● ФРАГМЕНТ ТЕКСТА
********************
Земное прочерчивание, окончание

              3

    Иногда в поверхность своей живописи Борис Отаров вовлекает кусочки стекла, пластика, ткани и тогда как бы начинает сниться самому себе – не подозревая  собственного заложничества. Это своего рода угождение вкусам, попытка понравиться, что ли. Но и тут он ухитряется симпатично пробовать, шевелиться. Об остальном же... Зачем? Если  силы брошены на поверхность, вопрос: "картина или профанация?" уместен, но в ином случае – когда Искусство не покрывается институтами вседозволенности - свои герои, свои лауреаты, свои академии чинопочитания... Претензии к одному-единственному художнику - это конечно, но только в том самом обмороке.

     Однако впечатление, "импрессион" - момент не столь поверхностный, чтобы им бросаться, переводить в модную иммерсивность. И минуты жизни наполнились на французской волне, а не английской.   Невозможно найти к тем двум картинам разгадку, да и не хочется. Обращение же к манере, как сказано, таит ересь авторитетности, а это - скука,  заносящая к пресловутому "синтезу личности и земли".  Конечно, собственная ограниченность уценяет фразы до реплик. Без обращения к злобе дня, случаю, мимолетному разговору как бы и нет дыхания. Смешнее всего, что выхолащивание  смысла отсюда и начинается. Тем не менее,  одна история давно ждет своего часа.

     Вспоминается 1 апреля 95 года, панихида по Владимиру Максимову, писателю, издателю "Континента", когда журнал выходил за границей.

     В церкви на Сретенке какой-то человек дал мне свечку, поднес огонь. Свечка вспыхнула, воск начал капать на сумку, пальто. Моя рука дрожала. Пел хор. Священник говорил о крестном пути и вечной памяти, противопоставляя её памяти неверной, земной. И к этому нечего было прибавить, разве  свое собственное огромное «Жаль...». Ушел самобытный удивительный человек, талантливый писатель, смелый издатель, который даже авторов без  протекции печатал (а подобное  редко случается).  Напечатал и мою прозу.  Незабываемо и другое. Владимир Максимов отказался подписывать письмо, призывающее к расправе над оппозицией во время событий 1993 года. Но то, что произошло тогда, уже не изменишь. Между ним и его прежними друзьями легла кровь. Повторяю, панихида происходила в 95-м, то есть спустя два года после расстрела Дома Советов, когда прежние друзья уже заработали себе благосклонность власти, заодно и место под солнцем, исповедуя тезис: всё существующее и справедливо и несправедливо и в обоих случаях  равно оправданно.

   С каждым словом священника на душе делалось тяжелей. Боль не проходила, меняла формы еще и потому, что рядом стояли люди, утверждавшие: «Кровь была необходима!». Как ни удивительно, у нас теперь есть многое из запретного прежде, есть даже ресторан «Пушкин», а вот милости к падшим нет.

Священник произнес последнее слово, звон колоколов настиг меня уже на улице. Я шла, продолжая негласный спор с одним воспаленным персонажем. Предположим, это переводчик с древнегреческого.
********************
● ЗАДАНИЯ
A: Подсчитайте, в скольких строках записей встречается строка «branch», с учетом регистра. Ответ дайте одним числом.
B: Продолжите приведенный выше очерк о живописи Бориса Отарова и панихиде по Владимиру Максимову с того места, где он заканчивается.

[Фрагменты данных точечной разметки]
********************
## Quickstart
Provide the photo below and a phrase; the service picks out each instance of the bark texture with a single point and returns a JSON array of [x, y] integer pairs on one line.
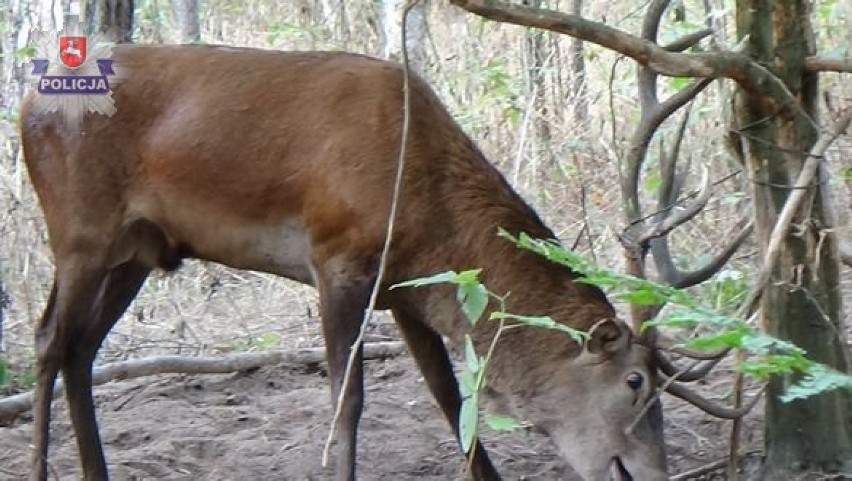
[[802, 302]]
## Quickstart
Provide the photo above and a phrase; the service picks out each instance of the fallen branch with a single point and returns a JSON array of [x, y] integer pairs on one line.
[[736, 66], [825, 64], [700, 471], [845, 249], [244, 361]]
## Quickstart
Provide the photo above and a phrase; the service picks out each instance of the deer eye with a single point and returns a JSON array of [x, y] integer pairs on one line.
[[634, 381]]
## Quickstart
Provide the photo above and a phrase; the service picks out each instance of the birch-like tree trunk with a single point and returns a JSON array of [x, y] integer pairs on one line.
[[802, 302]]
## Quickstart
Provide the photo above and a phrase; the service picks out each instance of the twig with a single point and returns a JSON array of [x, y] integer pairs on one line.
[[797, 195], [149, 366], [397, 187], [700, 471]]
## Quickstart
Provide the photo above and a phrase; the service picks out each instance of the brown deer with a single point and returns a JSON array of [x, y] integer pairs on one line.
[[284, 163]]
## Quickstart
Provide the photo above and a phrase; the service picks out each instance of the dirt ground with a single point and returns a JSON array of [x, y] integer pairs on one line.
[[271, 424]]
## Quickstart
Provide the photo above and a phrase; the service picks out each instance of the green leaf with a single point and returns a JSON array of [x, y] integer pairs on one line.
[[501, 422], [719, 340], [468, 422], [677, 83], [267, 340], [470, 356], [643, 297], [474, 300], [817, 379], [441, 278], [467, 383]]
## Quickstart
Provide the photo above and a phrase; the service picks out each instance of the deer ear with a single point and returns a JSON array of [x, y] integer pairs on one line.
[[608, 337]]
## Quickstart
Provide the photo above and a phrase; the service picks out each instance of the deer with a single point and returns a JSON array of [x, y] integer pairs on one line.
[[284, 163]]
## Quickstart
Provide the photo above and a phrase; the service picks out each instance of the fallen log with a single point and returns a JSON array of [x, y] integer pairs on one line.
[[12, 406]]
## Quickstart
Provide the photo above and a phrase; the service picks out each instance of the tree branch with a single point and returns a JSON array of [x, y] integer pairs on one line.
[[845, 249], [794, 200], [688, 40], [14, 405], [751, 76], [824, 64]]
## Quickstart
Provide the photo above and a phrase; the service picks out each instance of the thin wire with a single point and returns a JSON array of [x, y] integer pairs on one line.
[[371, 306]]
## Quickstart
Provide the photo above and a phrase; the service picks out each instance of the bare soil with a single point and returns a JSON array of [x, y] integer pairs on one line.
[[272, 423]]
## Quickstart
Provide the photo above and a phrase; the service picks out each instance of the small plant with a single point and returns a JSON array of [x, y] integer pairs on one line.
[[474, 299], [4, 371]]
********************
● ОТВЕТЫ НА ЗАДАНИЯ
A: 2

B:
    Как-то наш уважаемый муж приказал освежить в памяти мифологию, дабы возненавидеть Антея, приверженного земле. "Время от времени, - говорил он, - Геракл должен убивать Антея!" Интеллект толкал почтенного на глубины, а человеческая природа - на мелководье. И он тоже одобрял кровь 93 года. Наверно, всем суждено болтаться между Сциллой и Харибдой под флагом собственного молекулярного строения. Но посвященные в античность в особом положении со времен Человека в футляре. В отличие от всех остальных незыблемость - их послушание. А незыблемость... Пусть другие поют ей хвалу.

    И всё-таки приверженцы силы будут разочарованы: вопреки всему, даже бездушному здравому смыслу,  Антей жив! Геракл не убил его, как это представлено древними. Хватило же  Гераклу ума не взваливать на себя небесный свод: удел героев - авгиевы конюшни.

    Это злачное место искусства мало кто обошел. Собственно, об этом и речь: Геракл, Антей или ни тот, ни другой. Смутное время заносит в крайности. Трудно, почти невозможно обойти моду и как следствие - вывернутость всего наизнанку (она почему-то называется «раскованностью»). Реакция на бывшую долго запретность, что ли?.. Но запреты запретам рознь. Теперешняя "раскованность" заставляет вспомнить обычай, связанный с похоронами колдуна. В его могилу вбивали осиновый кол, а само место опахивали козой. Вас охраняют, а не утаивают от вас - вот идея запретности.
               
                4

     И всё же кому-то удается остаться вне конъюнктуры. И тогда загадку творчества сменяет загадка благотворительности. Увы, неудобная тема. Козимо Медичи, Лоренцо Великолепный... Золотой фонд  бескорыстия, приложимого к искусству. Кто из нынешних скажет подобно Альфонсу Великому, королю Неаполитанскому, обратившемуся к гуманистам: "Я буду делить с вами последний кусок хлеба?.." И всё-таки...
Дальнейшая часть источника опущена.